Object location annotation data
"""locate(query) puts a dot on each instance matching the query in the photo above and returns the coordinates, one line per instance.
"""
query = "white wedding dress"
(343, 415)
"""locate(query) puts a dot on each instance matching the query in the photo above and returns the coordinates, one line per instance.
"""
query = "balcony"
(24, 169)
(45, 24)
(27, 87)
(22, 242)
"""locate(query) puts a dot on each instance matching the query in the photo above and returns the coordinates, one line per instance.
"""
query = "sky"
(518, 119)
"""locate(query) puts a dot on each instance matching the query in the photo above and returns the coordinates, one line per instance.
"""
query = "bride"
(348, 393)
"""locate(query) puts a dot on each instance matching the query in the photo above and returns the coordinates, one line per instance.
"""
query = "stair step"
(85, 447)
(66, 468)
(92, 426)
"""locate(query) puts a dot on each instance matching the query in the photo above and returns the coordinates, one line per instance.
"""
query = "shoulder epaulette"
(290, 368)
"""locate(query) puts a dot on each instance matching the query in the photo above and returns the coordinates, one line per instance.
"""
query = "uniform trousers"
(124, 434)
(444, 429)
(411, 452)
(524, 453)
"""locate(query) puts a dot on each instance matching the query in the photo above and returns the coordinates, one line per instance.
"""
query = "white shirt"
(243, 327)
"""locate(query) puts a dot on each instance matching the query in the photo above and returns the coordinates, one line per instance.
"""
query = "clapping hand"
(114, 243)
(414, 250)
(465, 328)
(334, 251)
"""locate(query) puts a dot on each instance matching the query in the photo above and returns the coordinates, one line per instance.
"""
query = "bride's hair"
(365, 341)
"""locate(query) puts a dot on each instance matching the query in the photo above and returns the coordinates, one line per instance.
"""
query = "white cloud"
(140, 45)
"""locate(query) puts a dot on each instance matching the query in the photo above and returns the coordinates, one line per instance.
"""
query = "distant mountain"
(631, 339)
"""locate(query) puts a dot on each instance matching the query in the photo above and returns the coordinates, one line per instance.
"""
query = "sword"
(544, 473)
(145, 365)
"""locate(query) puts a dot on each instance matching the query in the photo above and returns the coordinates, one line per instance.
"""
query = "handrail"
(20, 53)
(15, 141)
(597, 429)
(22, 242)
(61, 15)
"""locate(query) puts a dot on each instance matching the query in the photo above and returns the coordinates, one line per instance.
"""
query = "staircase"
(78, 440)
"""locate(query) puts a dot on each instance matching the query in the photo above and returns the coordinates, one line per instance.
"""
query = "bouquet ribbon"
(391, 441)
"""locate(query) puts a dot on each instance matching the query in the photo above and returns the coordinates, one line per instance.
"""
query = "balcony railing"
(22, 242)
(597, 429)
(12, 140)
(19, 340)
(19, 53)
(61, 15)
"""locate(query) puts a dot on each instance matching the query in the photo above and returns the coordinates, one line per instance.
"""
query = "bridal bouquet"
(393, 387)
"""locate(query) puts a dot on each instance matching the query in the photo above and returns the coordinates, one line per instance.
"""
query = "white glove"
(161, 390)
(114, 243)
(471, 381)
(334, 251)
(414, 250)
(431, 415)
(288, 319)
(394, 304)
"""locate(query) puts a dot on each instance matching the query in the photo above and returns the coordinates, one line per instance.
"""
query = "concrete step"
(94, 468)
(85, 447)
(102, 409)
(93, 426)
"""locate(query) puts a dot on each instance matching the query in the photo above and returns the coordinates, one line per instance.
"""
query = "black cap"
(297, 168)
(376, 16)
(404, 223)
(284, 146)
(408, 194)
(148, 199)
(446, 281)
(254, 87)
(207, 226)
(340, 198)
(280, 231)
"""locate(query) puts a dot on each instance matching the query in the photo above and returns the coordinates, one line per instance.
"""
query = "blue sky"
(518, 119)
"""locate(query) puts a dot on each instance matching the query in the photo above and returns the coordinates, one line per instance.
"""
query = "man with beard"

EXERCISE: Copy all the lines, exactly.

ANSWER TO THIS PROBLEM:
"""locate(query) puts a dot on each instance matching the query in the photo above and returns the coordinates, one line per instance.
"""
query = "white wedding dress"
(343, 415)
"""locate(query) puts a dot on each instance matching the query in the photo above and returns the coordinates, one line per instance.
"""
query = "balcony"
(24, 169)
(45, 24)
(27, 87)
(22, 242)
"""locate(query) puts a dot on each instance matching the query in the photo above and returns the coordinates, one line per instance.
"""
query = "sky"
(518, 119)
"""locate(query) puts a dot on each instance matching the query in the photo above and returns the coordinates, one line per instance.
"""
query = "bride"
(348, 393)
"""locate(query) puts a dot on each instance matching the query in the photo above and returns the coordinates, one line per instance.
"""
query = "stair step"
(85, 447)
(66, 468)
(92, 426)
"""locate(query) puts a dot on each instance matching the query in the photo above and returns the coordinates, one line per instance.
"""
query = "shoulder epaulette"
(290, 368)
"""locate(query) puts a dot on each instance matching the query in the photo above and returns the coordinates, one line per instance.
"""
query = "uniform trousers"
(124, 434)
(444, 429)
(411, 452)
(524, 453)
"""locate(query) puts a dot on each instance matching the query in the photo above and returns the coordinates, one line per instance.
"""
query = "white shirt"
(243, 327)
"""locate(query) puts a dot on each instance matching the query in the photo above and returns the coordinates, one line per instance.
"""
query = "clapping hand"
(114, 243)
(414, 250)
(465, 328)
(334, 251)
"""locate(query) puts a dot on each instance matching the query in the photo above and returns the coordinates, one line per instance.
"""
query = "bride's hair"
(365, 341)
"""locate(query) puts a dot on each instance matching the query in the photo above and returns the coordinates, one line per instance.
"""
query = "white cloud"
(140, 45)
"""locate(query) puts a dot on each instance matching the query in the photo above and returns the coordinates, one line per instance.
"""
query = "distant mountain"
(631, 339)
"""locate(query) puts a dot on each instance matching the query in the photo above and returns the coordinates, one line per instance.
"""
query = "sword"
(544, 473)
(145, 365)
"""locate(query) puts a dot on each instance matching the query in the photo above and returns the coordinates, one line per instance.
"""
query = "handrail"
(20, 53)
(15, 141)
(597, 429)
(22, 242)
(61, 15)
"""locate(query) puts a dot on each instance matching the query in the photo above and returns the coordinates, one line per instance.
"""
query = "staircase"
(78, 440)
"""locate(query) puts a dot on each instance matching the query in the photo above and returns the coordinates, one line per instance.
"""
query = "bouquet ribbon"
(391, 441)
"""locate(query) puts a dot on each instance matching the query in the photo above and returns the coordinates, one line per instance.
"""
query = "balcony railing"
(22, 242)
(597, 429)
(12, 140)
(19, 340)
(19, 53)
(61, 15)
"""locate(query) puts a dot on each instance matching the query in the photo above and returns the coordinates, one line per instance.
"""
query = "bridal bouquet"
(393, 387)
"""locate(query) puts a dot on each instance matching the query in the photo above and returns the coordinates, one line per instance.
"""
query = "white glove"
(161, 390)
(114, 243)
(471, 381)
(334, 251)
(414, 250)
(431, 415)
(288, 319)
(394, 304)
"""locate(query) puts a dot on each instance matching the query in the photo above and returns the coordinates, one line per instance.
"""
query = "concrete step"
(94, 468)
(85, 447)
(102, 409)
(93, 426)
"""locate(query) puts a dot on each instance matching the query in the photo above and returns the coordinates, one line per instance.
"""
query = "black cap"
(297, 168)
(376, 16)
(404, 223)
(284, 146)
(408, 194)
(148, 199)
(446, 281)
(254, 87)
(207, 226)
(340, 198)
(280, 231)
"""locate(query) puts a dot on each instance matching the query in the photo above and returns the coordinates, one line per instance.
"""
query = "blue sky"
(518, 119)
"""locate(query) puts a dot on each instance matching the query in the photo above and returns the coordinates, one line per instance.
"""
query = "man with beard"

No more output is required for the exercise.